[Start INPUT MATERIAL]

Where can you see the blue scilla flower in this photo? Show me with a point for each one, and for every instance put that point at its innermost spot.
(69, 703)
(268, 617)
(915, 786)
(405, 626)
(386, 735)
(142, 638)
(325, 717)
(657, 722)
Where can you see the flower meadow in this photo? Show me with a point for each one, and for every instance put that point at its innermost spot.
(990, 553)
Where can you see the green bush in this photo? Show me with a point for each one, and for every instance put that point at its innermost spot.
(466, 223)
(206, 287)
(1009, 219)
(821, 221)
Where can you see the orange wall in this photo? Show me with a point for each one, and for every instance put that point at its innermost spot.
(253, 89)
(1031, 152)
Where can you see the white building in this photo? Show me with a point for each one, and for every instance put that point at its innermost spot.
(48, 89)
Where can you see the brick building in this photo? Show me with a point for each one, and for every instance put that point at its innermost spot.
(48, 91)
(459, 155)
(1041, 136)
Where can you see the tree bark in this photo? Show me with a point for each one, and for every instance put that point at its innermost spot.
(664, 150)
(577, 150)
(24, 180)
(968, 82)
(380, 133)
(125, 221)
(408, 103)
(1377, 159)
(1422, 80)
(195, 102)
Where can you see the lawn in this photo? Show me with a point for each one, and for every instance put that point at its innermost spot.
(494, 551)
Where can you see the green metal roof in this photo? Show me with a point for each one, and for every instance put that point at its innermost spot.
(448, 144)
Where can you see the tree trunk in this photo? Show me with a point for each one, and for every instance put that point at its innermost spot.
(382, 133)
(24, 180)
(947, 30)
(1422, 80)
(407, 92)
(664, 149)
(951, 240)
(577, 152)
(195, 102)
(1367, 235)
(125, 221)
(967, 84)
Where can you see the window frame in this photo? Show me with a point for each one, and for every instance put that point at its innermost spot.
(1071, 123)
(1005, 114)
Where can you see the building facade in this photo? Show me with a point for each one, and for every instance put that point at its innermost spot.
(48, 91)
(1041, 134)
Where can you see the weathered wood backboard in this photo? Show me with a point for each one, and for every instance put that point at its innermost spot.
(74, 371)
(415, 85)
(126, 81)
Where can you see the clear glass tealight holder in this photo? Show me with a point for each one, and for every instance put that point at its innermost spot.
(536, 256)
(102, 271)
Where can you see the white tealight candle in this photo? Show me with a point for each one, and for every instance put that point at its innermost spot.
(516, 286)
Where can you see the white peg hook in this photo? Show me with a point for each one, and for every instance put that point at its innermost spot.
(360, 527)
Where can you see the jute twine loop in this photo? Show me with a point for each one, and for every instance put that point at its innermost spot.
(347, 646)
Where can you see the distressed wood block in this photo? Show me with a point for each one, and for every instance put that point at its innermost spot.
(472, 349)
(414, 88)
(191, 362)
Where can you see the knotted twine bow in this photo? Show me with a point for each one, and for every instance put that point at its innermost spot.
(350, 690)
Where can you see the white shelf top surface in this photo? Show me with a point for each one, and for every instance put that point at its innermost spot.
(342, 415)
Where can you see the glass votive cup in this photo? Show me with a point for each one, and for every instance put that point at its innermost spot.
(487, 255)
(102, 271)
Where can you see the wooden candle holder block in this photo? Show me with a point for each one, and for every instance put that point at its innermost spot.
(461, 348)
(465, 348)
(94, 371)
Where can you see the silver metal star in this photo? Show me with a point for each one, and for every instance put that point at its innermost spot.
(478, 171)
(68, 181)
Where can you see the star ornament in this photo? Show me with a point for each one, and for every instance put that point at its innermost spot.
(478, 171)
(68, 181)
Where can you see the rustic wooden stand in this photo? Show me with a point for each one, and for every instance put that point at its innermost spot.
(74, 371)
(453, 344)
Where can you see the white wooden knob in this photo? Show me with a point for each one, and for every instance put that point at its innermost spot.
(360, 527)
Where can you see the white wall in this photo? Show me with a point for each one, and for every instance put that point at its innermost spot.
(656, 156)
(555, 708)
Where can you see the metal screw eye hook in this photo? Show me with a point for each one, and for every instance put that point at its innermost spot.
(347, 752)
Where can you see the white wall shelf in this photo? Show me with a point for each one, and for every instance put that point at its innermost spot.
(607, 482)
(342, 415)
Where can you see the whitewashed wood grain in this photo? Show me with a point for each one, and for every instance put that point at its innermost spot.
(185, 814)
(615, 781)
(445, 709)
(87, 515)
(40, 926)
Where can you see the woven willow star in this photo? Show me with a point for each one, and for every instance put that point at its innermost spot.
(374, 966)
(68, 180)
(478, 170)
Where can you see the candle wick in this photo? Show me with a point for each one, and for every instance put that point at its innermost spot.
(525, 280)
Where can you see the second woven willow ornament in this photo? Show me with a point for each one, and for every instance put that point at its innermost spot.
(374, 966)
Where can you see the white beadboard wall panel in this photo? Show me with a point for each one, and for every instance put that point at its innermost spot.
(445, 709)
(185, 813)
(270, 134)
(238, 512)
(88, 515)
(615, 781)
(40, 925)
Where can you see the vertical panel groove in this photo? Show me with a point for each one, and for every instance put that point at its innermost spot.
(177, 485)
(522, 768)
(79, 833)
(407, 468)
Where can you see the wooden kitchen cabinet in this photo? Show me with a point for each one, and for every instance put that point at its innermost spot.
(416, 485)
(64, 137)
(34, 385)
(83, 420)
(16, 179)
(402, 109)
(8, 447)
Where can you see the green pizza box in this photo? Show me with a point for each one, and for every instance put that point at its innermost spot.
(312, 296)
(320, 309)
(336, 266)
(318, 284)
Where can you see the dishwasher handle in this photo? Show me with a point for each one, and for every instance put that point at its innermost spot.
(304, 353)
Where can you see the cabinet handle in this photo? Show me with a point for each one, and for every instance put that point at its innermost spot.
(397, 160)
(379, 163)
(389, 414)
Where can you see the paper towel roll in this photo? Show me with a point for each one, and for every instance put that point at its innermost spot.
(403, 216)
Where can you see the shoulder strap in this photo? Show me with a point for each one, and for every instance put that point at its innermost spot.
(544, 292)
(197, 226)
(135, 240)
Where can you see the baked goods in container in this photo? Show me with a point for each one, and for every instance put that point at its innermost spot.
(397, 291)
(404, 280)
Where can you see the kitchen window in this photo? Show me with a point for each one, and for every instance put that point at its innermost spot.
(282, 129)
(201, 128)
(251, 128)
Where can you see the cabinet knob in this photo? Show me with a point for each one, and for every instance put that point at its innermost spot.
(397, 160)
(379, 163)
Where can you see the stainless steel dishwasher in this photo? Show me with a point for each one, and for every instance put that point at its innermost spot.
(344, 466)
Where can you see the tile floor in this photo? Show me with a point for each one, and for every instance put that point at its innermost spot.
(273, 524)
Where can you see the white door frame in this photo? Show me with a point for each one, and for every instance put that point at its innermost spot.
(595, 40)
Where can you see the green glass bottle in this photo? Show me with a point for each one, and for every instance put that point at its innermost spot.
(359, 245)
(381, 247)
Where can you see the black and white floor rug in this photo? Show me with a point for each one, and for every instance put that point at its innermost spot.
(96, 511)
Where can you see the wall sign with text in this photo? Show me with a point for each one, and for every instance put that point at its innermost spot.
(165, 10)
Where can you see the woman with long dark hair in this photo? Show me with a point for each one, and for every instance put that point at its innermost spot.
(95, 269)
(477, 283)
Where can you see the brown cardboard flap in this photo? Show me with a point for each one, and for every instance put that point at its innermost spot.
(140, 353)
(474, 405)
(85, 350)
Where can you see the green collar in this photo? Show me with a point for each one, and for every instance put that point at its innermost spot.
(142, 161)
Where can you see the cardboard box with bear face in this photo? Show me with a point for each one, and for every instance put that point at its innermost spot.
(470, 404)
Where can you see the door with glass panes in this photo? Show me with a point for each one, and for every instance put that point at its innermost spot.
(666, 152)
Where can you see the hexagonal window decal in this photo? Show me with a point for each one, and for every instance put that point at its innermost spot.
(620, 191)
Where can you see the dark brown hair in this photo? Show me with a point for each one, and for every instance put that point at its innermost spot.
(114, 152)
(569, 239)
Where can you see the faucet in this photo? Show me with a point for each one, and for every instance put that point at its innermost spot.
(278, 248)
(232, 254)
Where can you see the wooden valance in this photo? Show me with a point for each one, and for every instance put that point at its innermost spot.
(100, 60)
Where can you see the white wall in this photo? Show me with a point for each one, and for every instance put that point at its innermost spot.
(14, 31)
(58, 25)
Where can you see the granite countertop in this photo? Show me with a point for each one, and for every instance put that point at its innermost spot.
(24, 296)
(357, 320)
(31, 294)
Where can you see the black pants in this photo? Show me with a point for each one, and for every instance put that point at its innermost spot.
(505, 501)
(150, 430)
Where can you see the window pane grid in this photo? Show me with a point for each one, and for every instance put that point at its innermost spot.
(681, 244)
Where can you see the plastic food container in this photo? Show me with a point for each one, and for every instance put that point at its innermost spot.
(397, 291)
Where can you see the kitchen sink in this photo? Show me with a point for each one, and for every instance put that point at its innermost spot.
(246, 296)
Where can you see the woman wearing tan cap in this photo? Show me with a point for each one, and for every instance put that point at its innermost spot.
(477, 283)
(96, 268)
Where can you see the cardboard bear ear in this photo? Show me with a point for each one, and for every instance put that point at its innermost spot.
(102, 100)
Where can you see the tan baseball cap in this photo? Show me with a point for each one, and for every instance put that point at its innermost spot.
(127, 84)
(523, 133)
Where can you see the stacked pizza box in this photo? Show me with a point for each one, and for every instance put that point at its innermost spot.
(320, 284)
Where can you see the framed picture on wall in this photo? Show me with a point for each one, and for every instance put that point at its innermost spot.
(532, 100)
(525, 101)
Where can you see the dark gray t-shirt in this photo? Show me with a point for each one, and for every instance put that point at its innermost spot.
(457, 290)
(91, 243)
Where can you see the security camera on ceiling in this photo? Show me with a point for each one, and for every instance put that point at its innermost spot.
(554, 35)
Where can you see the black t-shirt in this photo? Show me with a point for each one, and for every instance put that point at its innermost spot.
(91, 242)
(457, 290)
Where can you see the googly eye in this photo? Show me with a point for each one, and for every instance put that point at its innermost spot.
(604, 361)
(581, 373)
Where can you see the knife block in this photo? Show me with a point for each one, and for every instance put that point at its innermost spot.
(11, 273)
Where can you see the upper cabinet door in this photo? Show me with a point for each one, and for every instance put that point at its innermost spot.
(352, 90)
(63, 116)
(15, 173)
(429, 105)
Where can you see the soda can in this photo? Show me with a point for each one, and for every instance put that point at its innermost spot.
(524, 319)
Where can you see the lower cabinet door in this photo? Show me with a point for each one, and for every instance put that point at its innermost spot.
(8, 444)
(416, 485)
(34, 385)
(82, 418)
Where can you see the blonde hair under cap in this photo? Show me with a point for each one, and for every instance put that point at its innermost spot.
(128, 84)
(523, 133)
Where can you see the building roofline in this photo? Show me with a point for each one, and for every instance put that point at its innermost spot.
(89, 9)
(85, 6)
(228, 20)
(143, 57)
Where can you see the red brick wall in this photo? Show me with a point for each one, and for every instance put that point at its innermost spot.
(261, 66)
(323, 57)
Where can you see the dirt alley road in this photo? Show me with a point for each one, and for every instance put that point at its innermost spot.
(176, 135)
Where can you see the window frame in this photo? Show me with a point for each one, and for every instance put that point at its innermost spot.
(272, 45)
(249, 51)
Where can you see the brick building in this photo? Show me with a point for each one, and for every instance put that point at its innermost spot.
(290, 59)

[End INPUT MATERIAL]

## EXERCISE PROMPT
From the line that contains "Where can you see the dirt" to the last line of the material above, repeat every line exactly, keeping both the first and the last.

## OUTPUT
Where can you see the dirt alley road in this photo? Show me with a point for each one, and for every instance put that point at its innermost spot.
(176, 135)
Where can you see the window frame in this photo? Show me with a point for each one, and for every instance put that point at its innermost spot.
(272, 45)
(249, 51)
Where can you see the brick building in this photo? Show me with a point for each one, and for every instance put that point at its innermost spot.
(290, 59)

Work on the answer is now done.